Saved entries
:::::

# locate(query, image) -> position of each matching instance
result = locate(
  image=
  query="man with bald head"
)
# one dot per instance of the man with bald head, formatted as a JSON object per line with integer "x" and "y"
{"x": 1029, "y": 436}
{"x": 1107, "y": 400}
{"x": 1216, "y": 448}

:::::

[What you need to do]:
Copy the listing above line for line, with no changes.

[Solution to this task]:
# locate(query, image) -> position of each matching instance
result = locate(
  image=
  query="man with bald head"
)
# one dot per instance of the man with bald head, formatted as a JSON object per line with integer "x" and "y"
{"x": 1029, "y": 436}
{"x": 1107, "y": 400}
{"x": 1216, "y": 448}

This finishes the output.